▶ **Text passage**:
++++++

Extended Precision Floating vs Fixed Point - Sharc

Started by Al Clark December 16, 2003
There have been several papers comparing filter topologies and filter 
noise performance. There have also been several papers comparing fixed 
point to floating point processing.

Has anyone examined Extended Floating Point (32 bit mantissa) versus 32 
bit fixed point? Both options are available with a Sharc.

FIR case: 

Fixed point should work very well since you have an 80 bit accumulator 
that is only rounded once after all the MACs. I'm not sure what the 
floating point tradeoff might be since you might have multiplying 
advantages with small coefficients but results are always summed into a 
floating point result which will give effectively reduce the contribution 
of small numbers. 

IIR case:

One acid test is a high Q low frequency bandpass. With a fixed point 
implementation I would use Direct Form I (perhaps with noise shaping).
What are the floating point tradeoffs?


-- 
Al Clark
Danville Signal Processing, Inc.
--------------------------------------------------------------------
Purveyors of Fine DSP Hardware and other Cool Stuff
Available at http://www.danvillesignal.com
Hi, Al.  This is one of my favorite topics, actually!

First of all, keep in mind that the SHARC's extended precision
floating-point actually achieves a 33-bit mantissa because of the "hidden
bit" in the IEEE floating point format.  A small point, but one at least
worth mentioning.

In my application, I ended up using the floating-point mode.  But this was
primarily because the whole system needed to be floating point, not because
the filters are better or worse.  With that said, see specific comments
below.

"Al Clark" <dsp@danvillesignal.com> wrote in message
news:Xns94537DF0991Daclarkdanvillesignal@66.133.130.30...

++++++

▶ **Exercise prompt**: Extend the forum thread on SHARC floating point versus fixed point, starting right after its last line. The records after this point are separate material, unrelated to the forum thread on SHARC floating point versus fixed point.

▶ **Information shown**:
++++++

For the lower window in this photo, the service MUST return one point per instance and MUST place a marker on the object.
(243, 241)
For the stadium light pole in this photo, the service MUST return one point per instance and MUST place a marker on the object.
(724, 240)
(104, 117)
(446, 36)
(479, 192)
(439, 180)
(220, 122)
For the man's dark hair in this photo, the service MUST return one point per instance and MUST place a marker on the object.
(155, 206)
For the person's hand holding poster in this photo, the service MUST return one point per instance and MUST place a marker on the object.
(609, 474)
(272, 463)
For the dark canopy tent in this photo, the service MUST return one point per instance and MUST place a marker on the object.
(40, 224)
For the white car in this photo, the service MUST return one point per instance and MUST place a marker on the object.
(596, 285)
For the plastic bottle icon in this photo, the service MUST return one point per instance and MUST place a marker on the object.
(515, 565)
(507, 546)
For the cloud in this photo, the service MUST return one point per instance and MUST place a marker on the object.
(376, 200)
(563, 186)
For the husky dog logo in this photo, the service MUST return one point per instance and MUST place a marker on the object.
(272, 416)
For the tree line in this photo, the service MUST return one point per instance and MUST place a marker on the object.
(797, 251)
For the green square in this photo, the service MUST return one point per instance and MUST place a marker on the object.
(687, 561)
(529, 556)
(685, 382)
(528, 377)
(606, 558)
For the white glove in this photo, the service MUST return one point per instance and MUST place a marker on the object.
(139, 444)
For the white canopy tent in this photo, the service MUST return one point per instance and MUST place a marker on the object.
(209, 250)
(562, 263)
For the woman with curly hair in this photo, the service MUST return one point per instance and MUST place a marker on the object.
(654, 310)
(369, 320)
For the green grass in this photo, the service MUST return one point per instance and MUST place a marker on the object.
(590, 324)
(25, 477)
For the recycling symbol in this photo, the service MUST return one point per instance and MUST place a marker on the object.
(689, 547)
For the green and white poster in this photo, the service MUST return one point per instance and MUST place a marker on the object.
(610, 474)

++++++

▶ **Result for this exercise**:
> There have been several papers comparing filter topologies and filter > noise performance. There have also been several papers comparing fixed > point to floating point processing. > > Has anyone examined Extended Floating Point (32 bit mantissa) versus 32 > bit fixed point? Both options are available with a Sharc. > > FIR case: > > Fixed point should work very well since you have an 80 bit accumulator > that is only rounded once after all the MACs. I'm not sure what the > floating point tradeoff might be since you might have multiplying > advantages with small coefficients but results are always summed into a > floating point result which will give effectively reduce the contribution > of small numbers.
What is the precision of your source data? If your original source data is 24-bits or less, I would think the 40-bit floating point would be plenty adequate for an FIR. Granted, you may doing some rounding after every MAC, but you still have plenty of extra bits (e.g. worst case at least 9 if your source data is 24-bit) so I don't think there would be any significant loss. I don't think it's really necessary to keep _all_ the extra bits, just enough to ensure accuracy of the final rounded result. The 80-bit accumulator with fixed point works excellently as well (I used that in another job). There is no loss of precision in the multiplies and you have plenty of guard bits for overflow. I think both methods would achieve essentially equivalent results, so the decision may hinge more on other factors such as: 1) With floating-point, you don't get a true MAC, just a parallel multiply/add which can be used to make a "pipelined MAC" with some (usually small) overhead. 2) With the accumulator, there are usually some required instructions to set up and get the data out in a usable form. 3) There are only 2 80-bit fixed-point accumulators, but 16 40-bit floating-point "accumulators" (32 if you count the background registers).
> IIR case: > > One acid test is a high Q low frequency bandpass. With a fixed point > implementation I would use Direct Form I (perhaps with noise shaping). > What are the floating point tradeoffs?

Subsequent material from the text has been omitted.